Shakespeare's sonnet 117 was first published in 1609. It uses similar imagery to Sonnet 116 and expands on the challenge in the closing couplet ("If this be error and upon me proved, / I never writ, nor no man ever loved"). Using legally resonant metaphors ("accuse", "bonds", "proof", "appeal", "prove"), the poet defends himself against accusations of ingratitude and infidelity by saying that he was merely testing (or proving) the constancy of those same things in his friend.

==Structure==
Sonnet 117 is an English or Shakespearean sonnet. The English sonnet has three quatrains, followed by a final rhyming couplet. It follows the typical rhyme scheme of the form ABAB CDCD EFEF GG and is composed in iambic pentameter, a type of poetic metre based on five pairs of metrically weak/strong syllabic positions. The 3rd line exemplifies a regular iambic pentameter:
  × / × / × / × / × /
 Forgot upon your dearest love to call, (117.3)
/ = ictus, a metrically strong syllabic position. × = nonictus.

The 11th line exhibits a common metrical variation, the initial reversal:
   / × × / × / × / × /
 Bring me within the level of your frown, (117.11)
Line 9 also contains a potential initial reversal, while line 12 potentially exhibits a rare reversal of the second ictus. The 10th line features a rightward movement of the first ictus (resulting in a four-position figure, × × / /, sometimes referred to as a minor ionic):
 × × / / × / × / × /
 And on just proof surmise, accumulate; (117.10)
The meter demands that line 6's "given" function as one syllable.

* _Dataset records_
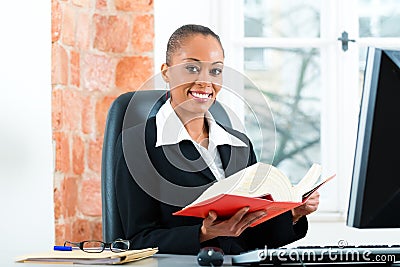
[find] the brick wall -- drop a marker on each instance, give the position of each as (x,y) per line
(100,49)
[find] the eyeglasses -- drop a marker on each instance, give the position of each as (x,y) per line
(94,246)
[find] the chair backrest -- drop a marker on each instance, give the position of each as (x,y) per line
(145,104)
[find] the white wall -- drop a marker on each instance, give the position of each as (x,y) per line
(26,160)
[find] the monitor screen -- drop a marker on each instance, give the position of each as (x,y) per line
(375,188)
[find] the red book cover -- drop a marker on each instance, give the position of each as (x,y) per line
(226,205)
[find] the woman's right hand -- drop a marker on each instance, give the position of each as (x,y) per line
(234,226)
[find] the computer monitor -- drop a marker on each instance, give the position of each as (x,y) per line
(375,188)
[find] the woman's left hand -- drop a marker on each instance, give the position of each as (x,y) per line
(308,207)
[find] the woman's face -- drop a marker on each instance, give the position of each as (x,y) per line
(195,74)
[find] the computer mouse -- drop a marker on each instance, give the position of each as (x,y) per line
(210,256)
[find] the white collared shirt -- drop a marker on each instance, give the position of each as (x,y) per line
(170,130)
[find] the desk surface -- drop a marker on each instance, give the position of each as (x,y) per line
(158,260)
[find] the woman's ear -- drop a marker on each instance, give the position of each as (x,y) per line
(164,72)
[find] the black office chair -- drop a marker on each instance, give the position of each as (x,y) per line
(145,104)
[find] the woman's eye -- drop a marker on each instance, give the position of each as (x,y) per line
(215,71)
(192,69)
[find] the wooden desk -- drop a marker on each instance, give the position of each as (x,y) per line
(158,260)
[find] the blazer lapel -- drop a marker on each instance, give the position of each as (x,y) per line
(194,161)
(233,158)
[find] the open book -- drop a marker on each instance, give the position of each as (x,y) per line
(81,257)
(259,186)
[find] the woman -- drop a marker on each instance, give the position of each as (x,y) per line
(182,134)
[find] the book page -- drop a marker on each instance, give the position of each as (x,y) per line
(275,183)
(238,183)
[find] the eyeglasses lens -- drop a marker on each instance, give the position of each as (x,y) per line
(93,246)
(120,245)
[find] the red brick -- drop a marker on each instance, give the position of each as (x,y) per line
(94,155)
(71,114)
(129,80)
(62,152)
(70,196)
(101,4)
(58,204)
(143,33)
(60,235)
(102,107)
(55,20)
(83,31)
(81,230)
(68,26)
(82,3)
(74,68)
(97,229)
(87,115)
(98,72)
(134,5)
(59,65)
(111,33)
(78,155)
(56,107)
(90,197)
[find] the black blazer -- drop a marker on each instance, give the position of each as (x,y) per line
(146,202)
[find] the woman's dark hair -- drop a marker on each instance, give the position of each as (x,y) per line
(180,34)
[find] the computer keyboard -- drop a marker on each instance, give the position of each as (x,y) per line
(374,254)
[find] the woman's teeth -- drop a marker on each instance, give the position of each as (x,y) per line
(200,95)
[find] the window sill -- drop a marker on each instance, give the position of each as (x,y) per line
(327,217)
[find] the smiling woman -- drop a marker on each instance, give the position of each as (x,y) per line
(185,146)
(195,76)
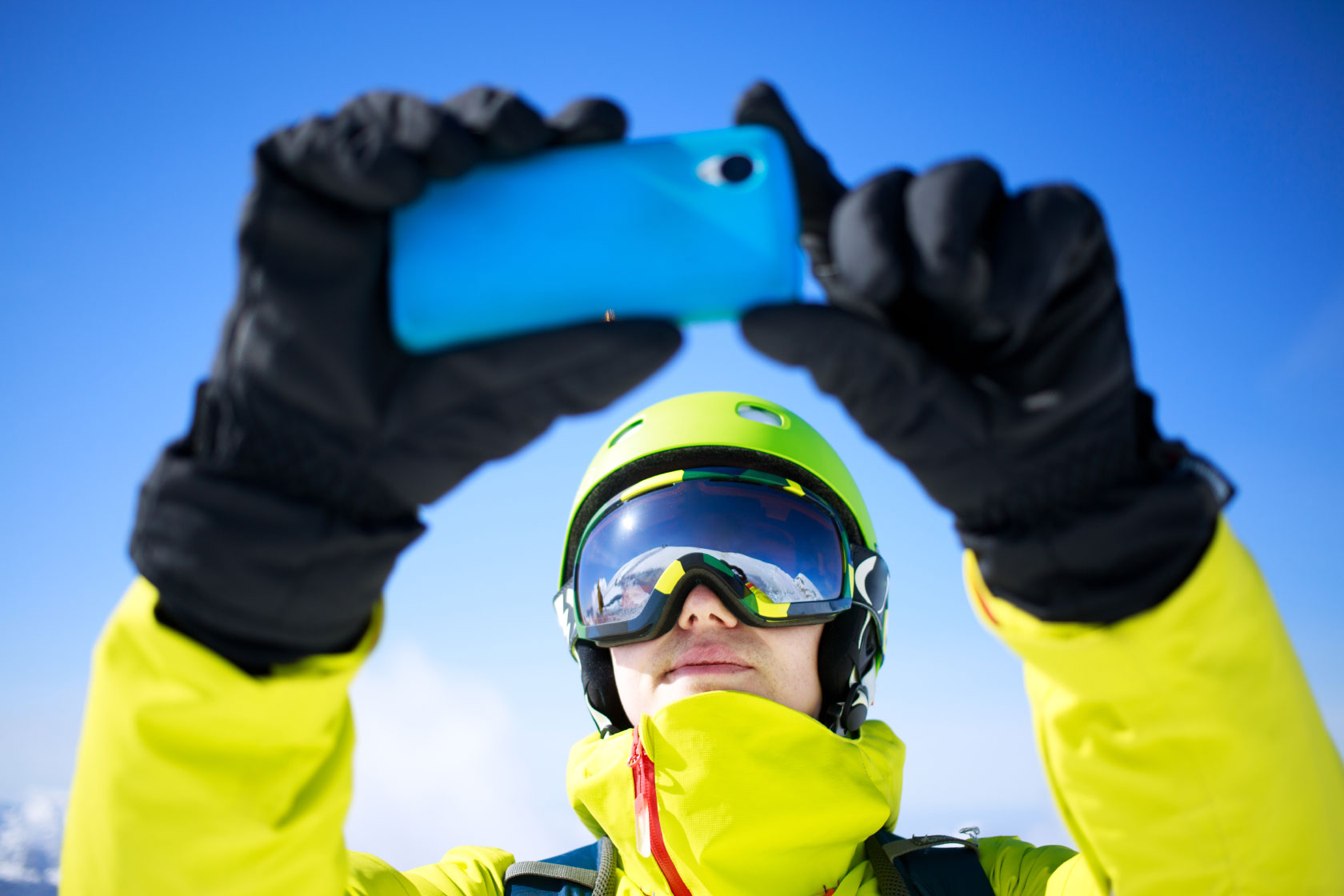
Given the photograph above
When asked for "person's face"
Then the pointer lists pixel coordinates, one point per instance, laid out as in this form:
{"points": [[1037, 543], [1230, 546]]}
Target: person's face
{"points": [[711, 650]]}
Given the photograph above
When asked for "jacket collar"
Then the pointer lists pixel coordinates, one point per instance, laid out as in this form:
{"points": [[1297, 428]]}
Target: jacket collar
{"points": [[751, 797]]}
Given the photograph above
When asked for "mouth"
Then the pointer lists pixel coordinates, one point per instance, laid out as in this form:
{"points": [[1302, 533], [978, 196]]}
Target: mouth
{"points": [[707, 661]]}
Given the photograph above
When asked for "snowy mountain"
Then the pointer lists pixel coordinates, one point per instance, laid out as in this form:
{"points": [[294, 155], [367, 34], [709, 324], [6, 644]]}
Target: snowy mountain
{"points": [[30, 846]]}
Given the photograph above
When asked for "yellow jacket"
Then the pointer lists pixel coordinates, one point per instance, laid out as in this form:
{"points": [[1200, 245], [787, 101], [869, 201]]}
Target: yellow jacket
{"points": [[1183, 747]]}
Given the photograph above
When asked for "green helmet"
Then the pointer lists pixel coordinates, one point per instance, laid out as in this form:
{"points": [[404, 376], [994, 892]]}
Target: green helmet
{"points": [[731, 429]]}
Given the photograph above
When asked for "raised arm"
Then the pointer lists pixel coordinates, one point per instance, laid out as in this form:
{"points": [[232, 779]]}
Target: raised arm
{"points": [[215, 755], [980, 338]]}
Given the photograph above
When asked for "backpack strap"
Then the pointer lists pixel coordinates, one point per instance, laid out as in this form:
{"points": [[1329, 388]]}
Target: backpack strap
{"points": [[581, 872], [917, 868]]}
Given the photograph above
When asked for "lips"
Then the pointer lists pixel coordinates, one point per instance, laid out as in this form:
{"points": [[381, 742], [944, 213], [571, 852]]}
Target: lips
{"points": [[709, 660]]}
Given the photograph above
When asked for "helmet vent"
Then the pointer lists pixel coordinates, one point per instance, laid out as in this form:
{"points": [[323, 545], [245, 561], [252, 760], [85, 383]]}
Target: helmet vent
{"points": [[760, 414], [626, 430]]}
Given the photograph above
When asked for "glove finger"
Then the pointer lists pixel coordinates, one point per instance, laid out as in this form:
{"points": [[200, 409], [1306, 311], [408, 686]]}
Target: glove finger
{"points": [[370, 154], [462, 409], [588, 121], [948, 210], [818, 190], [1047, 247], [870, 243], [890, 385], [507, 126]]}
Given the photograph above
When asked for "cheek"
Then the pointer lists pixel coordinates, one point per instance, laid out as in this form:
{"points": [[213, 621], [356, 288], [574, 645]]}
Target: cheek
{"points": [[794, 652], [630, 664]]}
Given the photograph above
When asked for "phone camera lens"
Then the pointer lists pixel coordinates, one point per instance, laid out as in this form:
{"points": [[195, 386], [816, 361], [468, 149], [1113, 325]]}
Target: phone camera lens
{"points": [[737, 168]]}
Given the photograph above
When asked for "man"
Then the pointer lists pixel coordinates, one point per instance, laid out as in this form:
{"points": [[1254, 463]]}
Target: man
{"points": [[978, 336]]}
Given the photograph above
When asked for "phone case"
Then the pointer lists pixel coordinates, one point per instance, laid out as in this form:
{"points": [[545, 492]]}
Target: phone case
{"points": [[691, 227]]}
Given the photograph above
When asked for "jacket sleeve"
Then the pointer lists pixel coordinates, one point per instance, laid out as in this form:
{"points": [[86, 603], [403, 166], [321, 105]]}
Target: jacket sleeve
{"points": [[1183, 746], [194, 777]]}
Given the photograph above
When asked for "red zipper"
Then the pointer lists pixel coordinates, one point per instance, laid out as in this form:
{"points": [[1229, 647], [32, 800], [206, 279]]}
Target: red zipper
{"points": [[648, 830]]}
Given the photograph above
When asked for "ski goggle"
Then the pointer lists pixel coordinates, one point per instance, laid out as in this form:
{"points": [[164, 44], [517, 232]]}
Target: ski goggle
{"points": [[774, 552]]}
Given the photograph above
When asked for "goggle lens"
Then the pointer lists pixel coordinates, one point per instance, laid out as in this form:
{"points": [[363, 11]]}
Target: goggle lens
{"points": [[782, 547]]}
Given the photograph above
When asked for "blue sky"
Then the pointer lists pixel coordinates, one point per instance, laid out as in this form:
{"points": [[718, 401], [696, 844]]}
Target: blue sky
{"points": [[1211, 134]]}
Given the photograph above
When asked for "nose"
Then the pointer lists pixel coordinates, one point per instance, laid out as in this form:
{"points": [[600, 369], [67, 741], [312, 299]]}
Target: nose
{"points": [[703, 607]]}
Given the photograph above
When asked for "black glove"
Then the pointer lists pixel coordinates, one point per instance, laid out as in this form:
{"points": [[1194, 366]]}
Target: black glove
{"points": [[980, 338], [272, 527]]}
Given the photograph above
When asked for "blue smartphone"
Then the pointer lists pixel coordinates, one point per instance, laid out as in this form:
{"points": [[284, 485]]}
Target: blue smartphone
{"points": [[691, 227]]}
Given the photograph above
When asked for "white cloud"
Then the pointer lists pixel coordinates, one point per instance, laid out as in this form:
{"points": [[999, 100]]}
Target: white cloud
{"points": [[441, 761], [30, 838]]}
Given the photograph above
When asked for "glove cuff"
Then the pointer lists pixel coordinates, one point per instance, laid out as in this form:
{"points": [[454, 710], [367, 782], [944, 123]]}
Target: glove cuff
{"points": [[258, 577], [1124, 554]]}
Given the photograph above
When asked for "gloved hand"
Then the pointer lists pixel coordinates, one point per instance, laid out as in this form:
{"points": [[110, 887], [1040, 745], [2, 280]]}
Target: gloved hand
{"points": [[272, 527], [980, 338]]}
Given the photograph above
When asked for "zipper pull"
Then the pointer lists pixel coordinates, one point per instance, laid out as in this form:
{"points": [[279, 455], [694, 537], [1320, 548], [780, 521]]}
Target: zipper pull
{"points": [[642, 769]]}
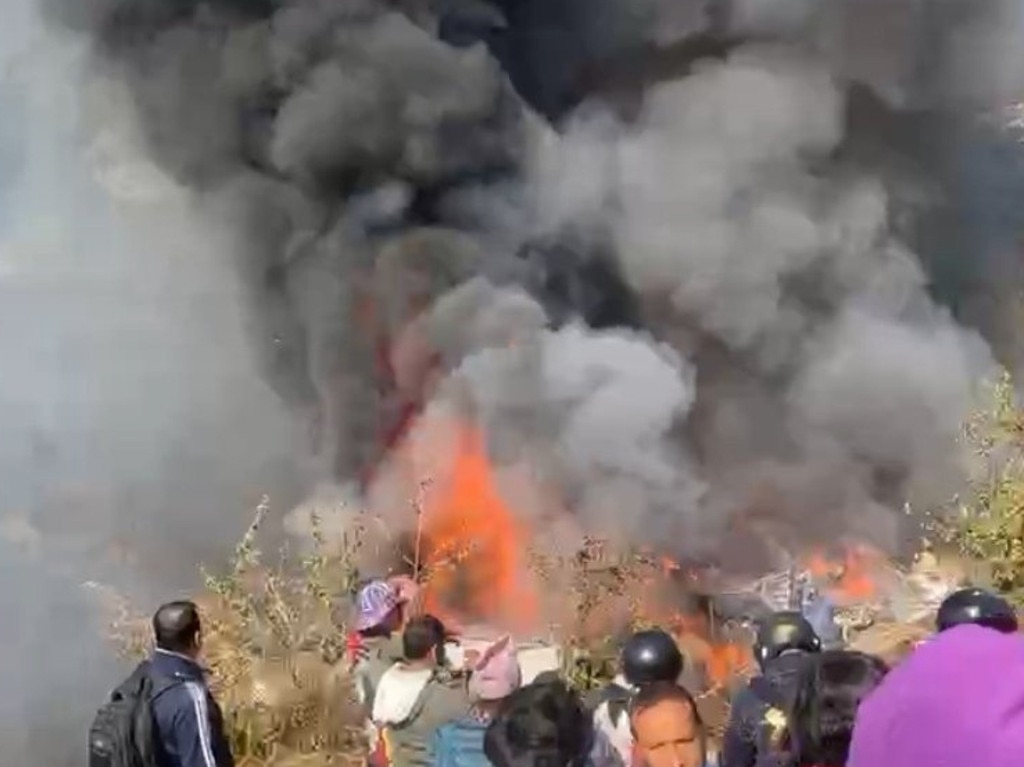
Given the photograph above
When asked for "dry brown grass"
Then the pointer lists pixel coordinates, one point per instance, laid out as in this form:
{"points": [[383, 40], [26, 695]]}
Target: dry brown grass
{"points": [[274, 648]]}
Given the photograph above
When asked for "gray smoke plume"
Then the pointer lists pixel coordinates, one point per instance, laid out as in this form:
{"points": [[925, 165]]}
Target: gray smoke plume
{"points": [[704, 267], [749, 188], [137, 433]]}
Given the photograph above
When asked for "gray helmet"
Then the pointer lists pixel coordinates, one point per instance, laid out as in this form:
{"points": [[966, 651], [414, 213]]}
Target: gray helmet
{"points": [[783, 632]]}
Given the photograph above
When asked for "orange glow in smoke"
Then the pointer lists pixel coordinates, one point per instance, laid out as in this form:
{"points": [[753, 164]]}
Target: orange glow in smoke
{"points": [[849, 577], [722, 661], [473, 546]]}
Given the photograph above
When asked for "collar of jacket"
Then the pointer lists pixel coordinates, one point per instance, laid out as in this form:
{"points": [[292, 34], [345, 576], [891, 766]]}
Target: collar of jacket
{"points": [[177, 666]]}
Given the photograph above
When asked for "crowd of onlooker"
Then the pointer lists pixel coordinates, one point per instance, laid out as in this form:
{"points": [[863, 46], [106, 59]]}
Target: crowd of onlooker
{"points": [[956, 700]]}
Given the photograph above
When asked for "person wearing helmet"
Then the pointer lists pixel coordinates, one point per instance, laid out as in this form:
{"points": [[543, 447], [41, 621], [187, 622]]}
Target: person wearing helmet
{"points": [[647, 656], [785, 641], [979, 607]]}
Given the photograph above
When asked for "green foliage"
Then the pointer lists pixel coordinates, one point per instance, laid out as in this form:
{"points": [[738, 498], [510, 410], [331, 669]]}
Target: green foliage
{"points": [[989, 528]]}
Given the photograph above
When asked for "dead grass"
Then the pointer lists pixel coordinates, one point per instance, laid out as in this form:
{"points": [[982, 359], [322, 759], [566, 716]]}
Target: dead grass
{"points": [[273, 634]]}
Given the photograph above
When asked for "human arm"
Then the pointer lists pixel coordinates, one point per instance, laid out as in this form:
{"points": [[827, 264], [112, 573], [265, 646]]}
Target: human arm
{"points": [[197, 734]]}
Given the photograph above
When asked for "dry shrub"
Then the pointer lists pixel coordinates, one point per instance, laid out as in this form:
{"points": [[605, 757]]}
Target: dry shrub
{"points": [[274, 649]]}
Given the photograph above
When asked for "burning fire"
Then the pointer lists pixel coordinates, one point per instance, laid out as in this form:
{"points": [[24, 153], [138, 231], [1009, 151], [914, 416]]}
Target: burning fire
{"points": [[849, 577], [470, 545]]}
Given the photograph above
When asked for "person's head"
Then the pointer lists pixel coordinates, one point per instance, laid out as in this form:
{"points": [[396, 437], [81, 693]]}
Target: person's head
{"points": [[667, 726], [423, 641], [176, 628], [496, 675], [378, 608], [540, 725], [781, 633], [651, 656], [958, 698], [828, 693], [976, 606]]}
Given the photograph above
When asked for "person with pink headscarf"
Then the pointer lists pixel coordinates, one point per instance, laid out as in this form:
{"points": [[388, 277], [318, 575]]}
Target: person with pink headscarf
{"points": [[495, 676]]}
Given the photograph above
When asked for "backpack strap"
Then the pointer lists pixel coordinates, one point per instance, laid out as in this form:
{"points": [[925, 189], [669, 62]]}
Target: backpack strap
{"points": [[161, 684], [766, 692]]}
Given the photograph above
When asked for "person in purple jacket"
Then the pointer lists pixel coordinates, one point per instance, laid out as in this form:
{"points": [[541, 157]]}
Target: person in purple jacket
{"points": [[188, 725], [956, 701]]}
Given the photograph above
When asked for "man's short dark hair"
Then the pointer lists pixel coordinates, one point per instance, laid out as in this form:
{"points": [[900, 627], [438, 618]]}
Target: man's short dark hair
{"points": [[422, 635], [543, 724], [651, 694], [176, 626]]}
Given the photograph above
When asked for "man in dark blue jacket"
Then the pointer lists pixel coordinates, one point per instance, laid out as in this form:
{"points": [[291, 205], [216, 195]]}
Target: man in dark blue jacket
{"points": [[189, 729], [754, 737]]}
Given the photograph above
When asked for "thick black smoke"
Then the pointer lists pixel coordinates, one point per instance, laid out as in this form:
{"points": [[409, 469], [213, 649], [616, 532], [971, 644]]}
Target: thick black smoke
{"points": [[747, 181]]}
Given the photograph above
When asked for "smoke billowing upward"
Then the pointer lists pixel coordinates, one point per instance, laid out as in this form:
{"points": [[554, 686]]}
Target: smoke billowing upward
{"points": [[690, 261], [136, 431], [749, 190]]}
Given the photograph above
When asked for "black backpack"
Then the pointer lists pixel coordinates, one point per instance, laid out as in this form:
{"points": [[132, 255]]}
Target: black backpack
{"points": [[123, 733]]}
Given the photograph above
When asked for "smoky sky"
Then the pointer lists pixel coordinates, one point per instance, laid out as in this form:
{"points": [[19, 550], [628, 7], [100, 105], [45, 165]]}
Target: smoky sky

* _Exercise description_
Please answer from the Sonnet 117 excerpt:
(a) In what year was the sonnet first published?
(b) What rhyme scheme does it follow?
(c) Which word in line 6 must function as one syllable?
The rows come from a different source than the Sonnet 117 excerpt.

* _Expected output_
(a) 1609
(b) ABAB CDCD EFEF GG
(c) "given"